**Goal of the exercise**
Reproduce word for word the part of the text on gender selection methods between "The two methods" and "conceptions (Y-bearing sperm).", inclusive.

──────── Text for analysis ────────

Other Gender Selection Methods
There are a number of gender selection techniques that claim to help a couple have a child of a desired sex. A number of these techniques are based on anecdotal rather than scientific evidence. The only proven methods with extremely high success rates approaching 99.9% accuracy for conceiving a child of either sex are PGD/PGS.
At-home methods may include timing sex, use of fluids and over the counter cold medications, diets, and vitamin and mineral supplements to influence a baby’s gender. Gender selection kits, too, offer the promise, but not the scientific basis for helping you conceive a boy or girl.
The two methods below have been around for years. However, both have been refuted as scientifically-proven methods for gender selection.
The Shettles Method
The key to the Shettles Method, developed by Dr. Landrum in the 1960s, is calculating the time of the woman’s ovulation — and then attempting conception during or before ovulation — to conceive a desired boy or girl baby. Shettles found that Y-bearing (male) sperm swim faster but don’t live as long as the bigger, hardier X-bearing (female) sperm. This method also assumes that the vaginal environment is acidic most of the time, but becomes slightly more alkaline close to ovulation, favoring boy conceptions (Y-bearing sperm).
According to the Shettles Method:
- To conceive a boy baby, a couple should have sex as close as possible to the moment of ovulation so that the faster, Y-sperm arrive first;
- For a girl baby, couples should have intercourse 2-3 days before ovulation.

──────── Data records ────────

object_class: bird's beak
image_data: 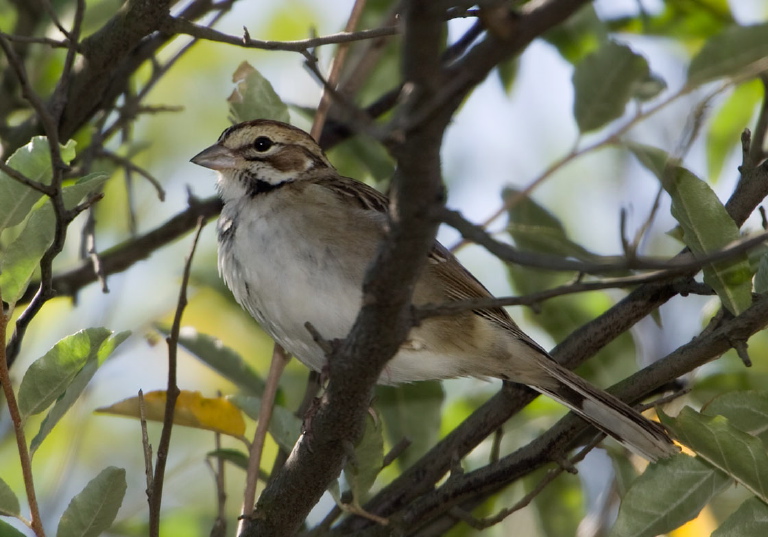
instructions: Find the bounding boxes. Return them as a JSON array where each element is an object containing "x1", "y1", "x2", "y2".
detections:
[{"x1": 190, "y1": 144, "x2": 237, "y2": 170}]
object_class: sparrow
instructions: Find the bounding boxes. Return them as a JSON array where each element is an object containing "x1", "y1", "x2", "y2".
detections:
[{"x1": 191, "y1": 119, "x2": 678, "y2": 461}]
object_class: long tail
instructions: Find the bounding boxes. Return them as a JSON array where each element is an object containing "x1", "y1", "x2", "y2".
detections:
[{"x1": 531, "y1": 359, "x2": 679, "y2": 462}]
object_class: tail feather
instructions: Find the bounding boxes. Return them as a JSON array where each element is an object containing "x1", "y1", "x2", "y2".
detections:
[{"x1": 531, "y1": 360, "x2": 679, "y2": 462}]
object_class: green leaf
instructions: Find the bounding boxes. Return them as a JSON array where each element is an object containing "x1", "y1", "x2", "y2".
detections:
[
  {"x1": 524, "y1": 468, "x2": 586, "y2": 535},
  {"x1": 502, "y1": 188, "x2": 600, "y2": 262},
  {"x1": 711, "y1": 498, "x2": 768, "y2": 537},
  {"x1": 0, "y1": 136, "x2": 75, "y2": 231},
  {"x1": 706, "y1": 80, "x2": 763, "y2": 181},
  {"x1": 659, "y1": 407, "x2": 768, "y2": 503},
  {"x1": 544, "y1": 4, "x2": 608, "y2": 63},
  {"x1": 687, "y1": 23, "x2": 768, "y2": 86},
  {"x1": 344, "y1": 410, "x2": 384, "y2": 506},
  {"x1": 0, "y1": 174, "x2": 106, "y2": 304},
  {"x1": 573, "y1": 41, "x2": 650, "y2": 132},
  {"x1": 227, "y1": 62, "x2": 290, "y2": 123},
  {"x1": 664, "y1": 167, "x2": 752, "y2": 315},
  {"x1": 205, "y1": 448, "x2": 248, "y2": 470},
  {"x1": 30, "y1": 331, "x2": 131, "y2": 455},
  {"x1": 375, "y1": 381, "x2": 445, "y2": 470},
  {"x1": 229, "y1": 395, "x2": 302, "y2": 452},
  {"x1": 755, "y1": 254, "x2": 768, "y2": 294},
  {"x1": 56, "y1": 466, "x2": 127, "y2": 537},
  {"x1": 628, "y1": 144, "x2": 752, "y2": 315},
  {"x1": 0, "y1": 479, "x2": 21, "y2": 516},
  {"x1": 609, "y1": 454, "x2": 730, "y2": 537},
  {"x1": 170, "y1": 327, "x2": 264, "y2": 396},
  {"x1": 0, "y1": 520, "x2": 25, "y2": 537},
  {"x1": 19, "y1": 328, "x2": 112, "y2": 418},
  {"x1": 701, "y1": 391, "x2": 768, "y2": 446}
]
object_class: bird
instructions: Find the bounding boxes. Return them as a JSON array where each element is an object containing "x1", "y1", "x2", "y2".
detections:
[{"x1": 191, "y1": 119, "x2": 678, "y2": 461}]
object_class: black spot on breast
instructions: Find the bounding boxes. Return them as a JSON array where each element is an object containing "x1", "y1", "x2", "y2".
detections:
[
  {"x1": 245, "y1": 178, "x2": 290, "y2": 198},
  {"x1": 217, "y1": 218, "x2": 237, "y2": 245}
]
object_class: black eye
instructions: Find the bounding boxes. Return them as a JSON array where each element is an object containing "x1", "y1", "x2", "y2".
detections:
[{"x1": 253, "y1": 136, "x2": 274, "y2": 153}]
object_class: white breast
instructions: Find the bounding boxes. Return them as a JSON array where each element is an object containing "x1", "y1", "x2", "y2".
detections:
[{"x1": 219, "y1": 192, "x2": 366, "y2": 371}]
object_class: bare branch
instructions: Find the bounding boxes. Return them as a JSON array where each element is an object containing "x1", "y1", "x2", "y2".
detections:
[
  {"x1": 163, "y1": 16, "x2": 399, "y2": 52},
  {"x1": 147, "y1": 218, "x2": 205, "y2": 537}
]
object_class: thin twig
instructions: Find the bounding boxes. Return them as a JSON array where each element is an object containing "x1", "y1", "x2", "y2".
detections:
[
  {"x1": 98, "y1": 150, "x2": 165, "y2": 201},
  {"x1": 147, "y1": 218, "x2": 205, "y2": 537},
  {"x1": 444, "y1": 80, "x2": 729, "y2": 252},
  {"x1": 139, "y1": 390, "x2": 154, "y2": 494},
  {"x1": 206, "y1": 428, "x2": 227, "y2": 537},
  {"x1": 310, "y1": 0, "x2": 365, "y2": 140},
  {"x1": 163, "y1": 17, "x2": 399, "y2": 52},
  {"x1": 237, "y1": 343, "x2": 290, "y2": 535},
  {"x1": 450, "y1": 434, "x2": 605, "y2": 530},
  {"x1": 0, "y1": 286, "x2": 45, "y2": 537}
]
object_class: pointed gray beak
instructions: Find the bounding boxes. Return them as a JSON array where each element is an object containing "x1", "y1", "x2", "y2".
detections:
[{"x1": 190, "y1": 144, "x2": 237, "y2": 170}]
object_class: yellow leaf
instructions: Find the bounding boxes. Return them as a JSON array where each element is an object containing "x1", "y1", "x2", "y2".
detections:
[
  {"x1": 96, "y1": 390, "x2": 245, "y2": 438},
  {"x1": 669, "y1": 507, "x2": 717, "y2": 537}
]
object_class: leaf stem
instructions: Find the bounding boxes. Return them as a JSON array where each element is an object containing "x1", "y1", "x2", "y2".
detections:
[{"x1": 0, "y1": 290, "x2": 45, "y2": 537}]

────────

**Solution to this exercise**
The two methods below have been around for years. However, both have been refuted as scientifically-proven methods for gender selection.
The Shettles Method
The key to the Shettles Method, developed by Dr. Landrum in the 1960s, is calculating the time of the woman’s ovulation — and then attempting conception during or before ovulation — to conceive a desired boy or girl baby. Shettles found that Y-bearing (male) sperm swim faster but don’t live as long as the bigger, hardier X-bearing (female) sperm. This method also assumes that the vaginal environment is acidic most of the time, but becomes slightly more alkaline close to ovulation, favoring boy conceptions (Y-bearing sperm).